The data:
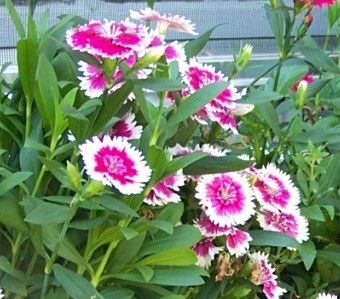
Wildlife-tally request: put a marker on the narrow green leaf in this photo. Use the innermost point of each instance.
(13, 180)
(308, 253)
(15, 18)
(183, 236)
(194, 47)
(212, 164)
(319, 59)
(171, 257)
(74, 284)
(160, 84)
(48, 213)
(271, 238)
(260, 96)
(330, 255)
(196, 101)
(115, 204)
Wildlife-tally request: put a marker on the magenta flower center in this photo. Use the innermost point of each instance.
(115, 163)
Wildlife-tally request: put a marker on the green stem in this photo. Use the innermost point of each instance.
(328, 34)
(155, 131)
(50, 262)
(97, 276)
(15, 248)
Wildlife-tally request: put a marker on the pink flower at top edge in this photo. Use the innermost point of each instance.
(291, 224)
(307, 78)
(163, 193)
(115, 162)
(226, 198)
(318, 3)
(126, 127)
(109, 39)
(274, 189)
(326, 296)
(272, 290)
(237, 241)
(205, 251)
(164, 22)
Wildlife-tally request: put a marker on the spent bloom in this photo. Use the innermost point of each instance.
(163, 192)
(164, 22)
(126, 127)
(326, 296)
(115, 162)
(291, 224)
(205, 251)
(274, 189)
(226, 198)
(263, 274)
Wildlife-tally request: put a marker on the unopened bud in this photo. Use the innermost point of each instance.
(244, 56)
(93, 188)
(74, 176)
(301, 93)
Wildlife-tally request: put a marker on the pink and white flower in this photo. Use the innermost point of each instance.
(174, 52)
(93, 82)
(237, 241)
(163, 192)
(209, 228)
(274, 189)
(109, 39)
(272, 290)
(219, 109)
(115, 162)
(205, 251)
(291, 224)
(126, 127)
(226, 198)
(326, 296)
(164, 22)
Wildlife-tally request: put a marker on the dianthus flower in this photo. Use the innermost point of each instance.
(219, 109)
(226, 198)
(163, 193)
(318, 3)
(326, 296)
(237, 241)
(291, 224)
(126, 127)
(109, 39)
(164, 22)
(115, 162)
(274, 189)
(205, 251)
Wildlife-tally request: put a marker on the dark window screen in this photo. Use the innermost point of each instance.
(245, 21)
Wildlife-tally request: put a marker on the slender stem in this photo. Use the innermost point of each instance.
(97, 276)
(155, 131)
(15, 248)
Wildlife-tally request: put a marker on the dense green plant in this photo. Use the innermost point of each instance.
(67, 232)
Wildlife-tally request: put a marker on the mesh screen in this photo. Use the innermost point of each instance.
(244, 21)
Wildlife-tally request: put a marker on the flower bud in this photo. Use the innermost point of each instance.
(244, 56)
(300, 96)
(93, 188)
(74, 176)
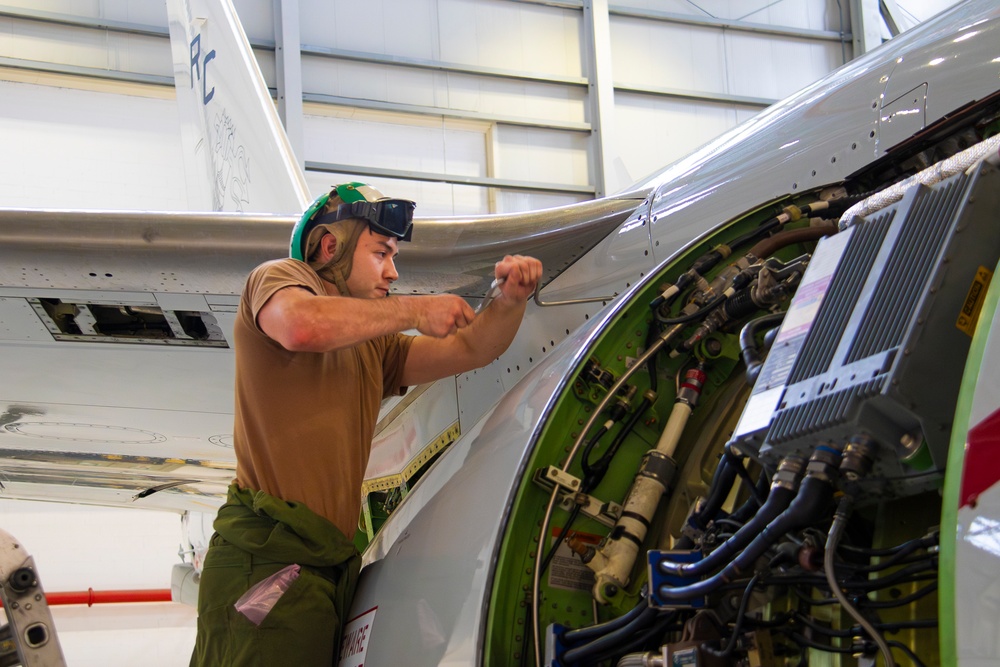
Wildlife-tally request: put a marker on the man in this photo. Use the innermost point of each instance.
(318, 345)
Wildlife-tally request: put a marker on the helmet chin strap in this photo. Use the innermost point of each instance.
(338, 268)
(335, 275)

Task description: When you repeat the listing, keep it exact and leave the pictures behind.

Answer below:
Wildlife-tally request: put a marker on the narrow green leaf in this photo. Use the innermost point of each instance.
(13, 180)
(308, 253)
(15, 18)
(183, 236)
(194, 47)
(212, 164)
(319, 59)
(171, 257)
(74, 284)
(160, 84)
(48, 213)
(271, 238)
(260, 96)
(330, 255)
(196, 101)
(115, 204)
Wildlife-tally request: put a marker on the magenta flower center in this photo. Use the innermost point of each instance.
(115, 163)
Wildlife-tally request: put a marker on the green stem in this photo. Use the innermost point of each instance.
(328, 34)
(155, 131)
(50, 262)
(97, 276)
(15, 248)
Wildlife-tally request: put a marker on the pink flower at top edge in this photo. Use the innermost point of each instance.
(291, 224)
(307, 78)
(163, 193)
(115, 162)
(226, 198)
(318, 3)
(126, 127)
(109, 39)
(274, 189)
(326, 296)
(272, 290)
(237, 241)
(205, 251)
(164, 22)
Wildlife-tally request: put a marker on the spent bloom in this photo. Use the innermost point of each instance.
(163, 192)
(164, 22)
(126, 127)
(326, 296)
(115, 162)
(291, 224)
(205, 251)
(274, 189)
(226, 198)
(263, 274)
Wildlife-tally request: put a marker on the unopened bud in this photo. Use the innermost point of each instance.
(244, 56)
(93, 188)
(74, 176)
(301, 93)
Wildlife-tally request: put a marker on the pink and white flower in this photo. Use the innermost point of each instance.
(174, 52)
(93, 82)
(237, 241)
(163, 192)
(209, 228)
(274, 189)
(109, 39)
(272, 290)
(219, 109)
(115, 162)
(205, 251)
(291, 224)
(126, 127)
(226, 198)
(326, 296)
(164, 22)
Wildlife-tally request: put a marker on the dianthus flower in this photo. Use the innermost point of each instance.
(219, 109)
(226, 198)
(163, 193)
(318, 3)
(326, 296)
(237, 241)
(291, 224)
(126, 127)
(109, 39)
(164, 22)
(115, 162)
(274, 189)
(205, 251)
Wildlife-tally request: put a marker on the dark window screen in this photo. Use the innermost point of each instance.
(245, 21)
Wildlife-tally request: put a marker on the slender stem in this photo. Use the innermost point of each instance.
(97, 276)
(155, 131)
(15, 248)
Wildlife-tally request: put a marker on the dense green plant in this photo. Use the innermost point of each instance.
(67, 232)
Wildlife-tally request: put a marker on the mesh screen in this photo. Use the innermost point of each instance.
(244, 21)
Wildlife-tally request: put a marker on the flower bud in this photo. Use the innermost point of each instance.
(244, 56)
(300, 96)
(93, 188)
(74, 176)
Wildlife-tally request: put a marker on the man in this photo. Use the innermost point of each instance.
(318, 345)
Wildlife-tally request: put a marker on the helmet chin strap in this photo. Use the innermost point of each instance.
(338, 268)
(335, 275)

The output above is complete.